Nevertheless, varenicline has been the leading non-NRT drug for smoking cessation in the the Western world. For cytisine to stake a claim as an effective agent — particularly in countries other than the U.S. that would want evidence of at least noninferiority for it to be included in national formularies — a head-to-head trial in a Western-type population could help its case.
Hence, the Australian government sponsored the new trial, dubbed CESSATE, which had no involvement from Pfizer or cytisine suppliers. Participants were daily smokers, recruited from ads in print, radio, and online media, as well as from a telephone quit line, who said they wanted to quit and weren’t currently using other smoking-cessation pharmacotherapies. Some 5% were Aboriginal or Torres Strait Islanders. Half were men, and mean participant age was 43. Mean smoking intensity was 18 cigarettes per day; total smoking history in pack-years wasn’t reported, but the mean starting age for smoking was 16. They were randomized 1:1 to the two study agents, unblinded for pragmatic reasons.
The trial’s primary endpoint was smoking abstinence — i.e., not having smoked more than five cigarettes in the past 6 months when evaluated at study month 7 — as reported by participants and checked with a carbon monoxide (CO) breath test. Those lost to follow-up or who missed or failed the CO test were considered to be still smoking.
Not surprisingly, given that most cessation attempts fail, the primary endpoint was met by 11.7% of the cytisine group and 13.3% of the varenicline group. To be considered noninferior, the lower bound of the risk difference’s one-sided 97.5% confidence interval had to be no more than -5%. In the end, the risk difference was -1.62% with a confidence interval of -5.02% to infinity. A secondary Bayesian analysis found only a 15% probability of noninferiority, with other statistical tests also pointing toward lower efficacy with cytisine.

[Referring-expression pointing data]
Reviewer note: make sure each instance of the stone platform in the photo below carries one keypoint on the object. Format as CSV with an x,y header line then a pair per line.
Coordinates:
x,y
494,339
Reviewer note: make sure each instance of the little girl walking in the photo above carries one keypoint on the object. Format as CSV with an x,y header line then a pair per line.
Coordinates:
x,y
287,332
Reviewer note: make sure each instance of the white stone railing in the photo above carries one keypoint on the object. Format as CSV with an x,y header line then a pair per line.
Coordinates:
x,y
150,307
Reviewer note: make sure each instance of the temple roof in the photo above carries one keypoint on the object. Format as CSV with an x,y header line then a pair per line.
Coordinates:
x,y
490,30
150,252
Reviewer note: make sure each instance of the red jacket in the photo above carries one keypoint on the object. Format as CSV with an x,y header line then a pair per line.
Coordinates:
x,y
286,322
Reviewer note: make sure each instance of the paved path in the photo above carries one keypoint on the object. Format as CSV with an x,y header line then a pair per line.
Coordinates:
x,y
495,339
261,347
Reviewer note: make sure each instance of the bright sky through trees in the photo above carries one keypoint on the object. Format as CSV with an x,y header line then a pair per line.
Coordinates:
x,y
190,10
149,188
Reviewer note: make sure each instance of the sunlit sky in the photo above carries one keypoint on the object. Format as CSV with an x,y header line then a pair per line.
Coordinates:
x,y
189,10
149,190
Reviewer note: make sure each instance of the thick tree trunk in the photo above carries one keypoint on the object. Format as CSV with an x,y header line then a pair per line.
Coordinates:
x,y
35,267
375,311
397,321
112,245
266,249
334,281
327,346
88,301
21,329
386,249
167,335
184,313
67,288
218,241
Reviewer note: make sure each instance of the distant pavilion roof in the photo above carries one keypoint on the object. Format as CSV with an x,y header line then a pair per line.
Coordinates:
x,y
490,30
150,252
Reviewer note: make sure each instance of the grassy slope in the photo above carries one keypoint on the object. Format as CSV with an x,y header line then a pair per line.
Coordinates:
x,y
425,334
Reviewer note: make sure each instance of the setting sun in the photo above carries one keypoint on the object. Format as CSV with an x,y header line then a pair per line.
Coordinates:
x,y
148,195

Required action 1: In the cytisine trial excerpt, who sponsored the CESSATE trial?
Required action 2: Extract the part of the cytisine trial excerpt starting with "The trial’s primary" and going on through "be still smoking.".
Required action 3: Write the next part of the cytisine trial excerpt, picking up after its last sentence.

Result 1: The Australian government sponsored it.

Result 2:
The trial’s primary endpoint was smoking abstinence — i.e., not having smoked more than five cigarettes in the past 6 months when evaluated at study month 7 — as reported by participants and checked with a carbon monoxide (CO) breath test. Those lost to follow-up or who missed or failed the CO test were considered to be still smoking.

Result 3:
Two findings did fall in cytisine’s favor. First, when participants were contacted by phone at the end of 1 month — at which point those in the cytisine group had finished dosing — self-reported abstinence in the previous week stood at 42.5% with cytisine versus 32.3% for varenicline. That was one reason why Courtney and colleagues suggested a longer cytisine dosing period could be beneficial.
Also, adverse events were less common with cytisine. Across all events, those that were clearly more common with varenicline were abnormal dreams and nausea.
Serious events, almost all requiring hospitalization, also appeared more common with varenicline (32 people vs 17 with cytisine), but the difference was not statistically significant. These events made somewhat of a puzzle, showing no clear pattern. Twelve were orthopedic, whereas only five could be considered neuropsychiatric. However, one of the latter was a suicide attempt by a varenicline recipient with a mental illness history. (On the other hand, the previous trial comparing cytisine to standard NRT found more adverse events with the former.)
Courtney and colleagues acknowledged a number of limitations and cautions. Past research has shown that behavioral support in addition to pharmacotherapy boosts quit rates, but participants in the trial got almost nothing other than referral to a telephone quit line. Also, the CO breath test only identifies smoking within the past 24 hours, so its reliability for assessing long-term abstinence is questionable. And the open-label design could have led to biases in adherence and self-reported outcomes.
Disclosures
The study was funded by the Australian government.
Study authors reported relationships with Pfizer (varenicline’s manufacturer), various manufacturers of cytisine, Juul Labs, and other commercial entities.